### Directions for this task
Swap every occurrence of "Give the mask of" in the entries below for "Output the mask of" and reproduce them otherwise unchanged. Omit the pictures from your output.

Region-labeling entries
[Start]

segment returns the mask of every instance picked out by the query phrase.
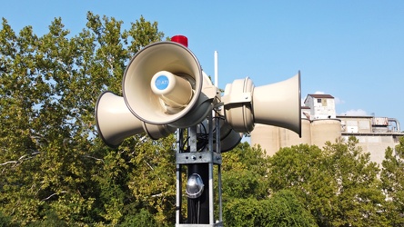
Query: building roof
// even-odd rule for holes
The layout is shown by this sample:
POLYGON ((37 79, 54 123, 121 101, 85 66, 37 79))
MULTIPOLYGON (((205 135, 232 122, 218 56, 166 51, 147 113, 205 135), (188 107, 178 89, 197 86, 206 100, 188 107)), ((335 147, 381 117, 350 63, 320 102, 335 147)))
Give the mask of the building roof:
POLYGON ((322 99, 322 98, 328 98, 328 99, 333 99, 334 97, 330 94, 309 94, 308 96, 311 96, 313 98, 322 99))

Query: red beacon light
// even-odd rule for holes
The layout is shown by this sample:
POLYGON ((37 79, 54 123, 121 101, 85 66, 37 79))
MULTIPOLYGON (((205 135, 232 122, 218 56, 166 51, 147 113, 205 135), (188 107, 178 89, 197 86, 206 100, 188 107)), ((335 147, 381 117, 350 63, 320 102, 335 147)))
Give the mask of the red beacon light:
POLYGON ((173 37, 171 37, 171 41, 183 44, 186 47, 188 47, 188 38, 187 38, 187 36, 185 35, 174 35, 173 37))

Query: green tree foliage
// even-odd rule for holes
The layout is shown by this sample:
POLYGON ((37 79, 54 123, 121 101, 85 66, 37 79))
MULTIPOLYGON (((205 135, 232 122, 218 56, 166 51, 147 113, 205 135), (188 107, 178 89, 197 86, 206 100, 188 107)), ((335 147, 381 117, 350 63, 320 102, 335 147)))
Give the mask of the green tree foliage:
POLYGON ((357 143, 282 148, 269 161, 271 189, 292 190, 320 226, 388 226, 379 167, 357 143))
POLYGON ((152 170, 143 177, 166 169, 166 176, 147 181, 135 174, 143 168, 136 146, 154 142, 134 136, 111 151, 95 128, 97 95, 104 90, 121 94, 130 57, 163 37, 157 24, 143 17, 127 31, 122 31, 122 24, 88 13, 86 27, 77 35, 70 35, 56 18, 48 33, 37 36, 31 26, 16 34, 3 18, 0 212, 10 222, 116 224, 139 207, 170 217, 165 200, 172 189, 158 185, 157 190, 154 181, 170 183, 167 170, 175 172, 174 164, 161 160, 173 159, 171 145, 167 145, 173 138, 162 140, 166 146, 157 151, 155 146, 148 145, 147 151, 144 147, 144 156, 157 158, 148 163, 152 170), (150 186, 142 198, 136 190, 140 184, 150 186), (163 196, 153 197, 157 192, 163 196), (155 199, 142 200, 147 196, 155 199))
MULTIPOLYGON (((3 18, 0 226, 174 224, 174 136, 137 134, 111 150, 96 129, 98 94, 121 94, 130 58, 164 36, 143 16, 122 25, 88 13, 78 35, 56 18, 38 36, 3 18)), ((357 143, 300 144, 267 157, 244 143, 223 153, 225 223, 402 226, 404 139, 386 151, 381 172, 357 143)))
POLYGON ((404 137, 395 150, 386 150, 380 179, 388 197, 388 215, 390 226, 404 225, 404 137))
POLYGON ((291 191, 267 199, 237 199, 226 204, 227 226, 317 226, 314 218, 291 191))

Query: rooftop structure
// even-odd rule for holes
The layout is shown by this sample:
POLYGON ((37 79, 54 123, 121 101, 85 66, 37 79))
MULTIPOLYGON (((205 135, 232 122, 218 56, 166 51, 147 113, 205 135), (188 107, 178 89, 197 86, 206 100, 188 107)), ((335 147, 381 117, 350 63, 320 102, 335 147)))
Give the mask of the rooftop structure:
POLYGON ((337 115, 334 97, 330 94, 308 94, 301 107, 302 136, 288 129, 263 124, 251 132, 251 144, 260 144, 268 155, 282 147, 308 143, 323 147, 338 137, 354 135, 359 146, 370 153, 370 160, 381 163, 387 147, 394 148, 404 136, 394 118, 337 115))

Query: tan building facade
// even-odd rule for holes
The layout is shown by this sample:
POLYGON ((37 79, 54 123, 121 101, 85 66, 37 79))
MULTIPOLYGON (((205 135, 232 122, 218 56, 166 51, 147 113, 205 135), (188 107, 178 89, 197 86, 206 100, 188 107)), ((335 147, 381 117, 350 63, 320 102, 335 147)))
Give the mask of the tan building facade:
POLYGON ((251 132, 251 144, 260 144, 268 155, 282 147, 300 143, 322 148, 327 141, 354 135, 373 162, 381 163, 387 147, 394 148, 399 137, 399 123, 393 118, 336 115, 334 97, 329 94, 308 94, 301 107, 301 138, 288 129, 256 124, 251 132))

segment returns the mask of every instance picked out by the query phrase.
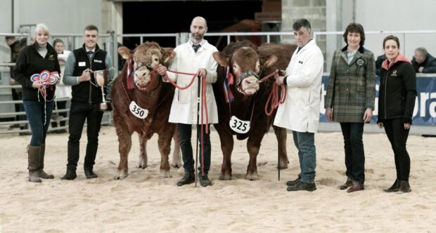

[End]

### Answer to this problem
segment returns the mask of every instance picked out by the query phrase.
Query: building roof
// even-odd rule for holes
The layout is shown by this sample:
POLYGON ((37 79, 54 123, 121 101, 85 66, 37 79))
MULTIPOLYGON (((205 135, 232 122, 218 56, 166 51, 147 113, 205 135), (188 107, 178 89, 197 86, 206 100, 188 107)), ((335 147, 381 117, 350 63, 320 102, 335 147)))
Output the mask of the building roof:
POLYGON ((322 99, 322 98, 328 98, 328 99, 333 99, 334 97, 330 94, 309 94, 308 96, 311 96, 313 98, 322 99))

Query: red beacon light
// even-odd rule for holes
The layout is shown by this sample:
POLYGON ((37 79, 54 123, 121 101, 85 66, 37 79))
MULTIPOLYGON (((205 135, 232 122, 218 56, 166 51, 147 113, 205 135), (188 107, 178 89, 197 86, 206 100, 188 107)), ((335 147, 381 117, 350 63, 320 102, 335 147)))
Output the mask of the red beacon light:
POLYGON ((173 37, 171 37, 171 41, 183 44, 186 47, 188 47, 188 38, 187 38, 187 36, 185 35, 174 35, 173 37))

Query: green tree foliage
// even-odd rule for holes
The layout is shown by this sample:
POLYGON ((37 79, 54 123, 121 101, 85 66, 37 79))
MULTIPOLYGON (((205 135, 232 122, 218 56, 166 51, 147 113, 205 135), (188 107, 178 89, 197 86, 206 100, 188 107)), ((335 147, 381 117, 350 63, 320 102, 335 147)))
Output the mask of the green tree foliage:
POLYGON ((357 143, 282 148, 269 161, 271 189, 292 190, 320 226, 388 226, 379 167, 357 143))
POLYGON ((152 170, 143 177, 166 169, 166 176, 147 181, 135 174, 143 168, 136 146, 154 142, 134 136, 111 151, 95 128, 97 95, 104 90, 121 94, 130 57, 163 37, 157 24, 143 17, 127 31, 122 31, 122 24, 88 13, 86 27, 77 35, 70 35, 56 18, 48 33, 37 36, 31 26, 16 34, 3 18, 0 212, 10 222, 116 224, 139 207, 170 217, 165 200, 172 189, 158 185, 157 190, 154 181, 170 183, 167 170, 175 172, 174 164, 161 160, 173 159, 171 145, 167 145, 173 138, 162 140, 166 146, 157 151, 155 146, 148 145, 147 151, 144 147, 144 156, 157 158, 148 163, 152 170), (150 186, 142 198, 136 190, 140 184, 150 186), (163 196, 153 197, 157 192, 163 196), (155 199, 142 200, 147 196, 155 199))
MULTIPOLYGON (((3 18, 0 226, 174 224, 174 136, 137 134, 111 150, 96 129, 98 94, 121 94, 130 58, 164 36, 143 16, 122 25, 88 13, 78 35, 56 18, 38 36, 3 18)), ((357 143, 300 144, 267 157, 244 143, 223 153, 225 223, 402 226, 404 139, 386 151, 381 172, 357 143)))
POLYGON ((404 137, 395 150, 386 150, 380 179, 388 197, 388 215, 390 226, 404 225, 404 137))
POLYGON ((291 191, 267 199, 237 199, 226 204, 227 226, 317 226, 314 218, 291 191))

Query: rooftop structure
// even-odd rule for holes
The layout is shown by this sample:
POLYGON ((37 79, 54 123, 121 101, 85 66, 37 79))
MULTIPOLYGON (((205 135, 232 122, 218 56, 166 51, 147 113, 205 135), (188 107, 178 89, 197 86, 206 100, 188 107)), ((335 147, 381 117, 350 63, 320 102, 335 147)))
Output the mask of the rooftop structure:
POLYGON ((337 115, 334 97, 330 94, 308 94, 301 107, 302 136, 288 129, 263 124, 251 132, 251 144, 260 144, 268 155, 282 147, 308 143, 323 147, 338 137, 354 135, 359 146, 370 153, 370 160, 381 163, 387 147, 394 148, 404 136, 394 118, 337 115))

Query: tan building facade
// even-odd rule for holes
The layout is shown by this sample:
POLYGON ((37 79, 54 123, 121 101, 85 66, 37 79))
MULTIPOLYGON (((205 135, 232 122, 218 56, 166 51, 147 113, 205 135), (188 107, 178 89, 197 86, 206 100, 188 107)), ((335 147, 381 117, 350 63, 320 102, 335 147)))
Output the mask of the tan building facade:
POLYGON ((251 132, 251 144, 260 144, 268 155, 282 147, 300 143, 322 148, 327 141, 354 135, 373 162, 381 163, 387 147, 394 148, 399 137, 399 123, 393 118, 336 115, 334 97, 329 94, 308 94, 301 107, 301 138, 288 129, 256 124, 251 132))

segment returns the mask of every instance picked out by the query phrase.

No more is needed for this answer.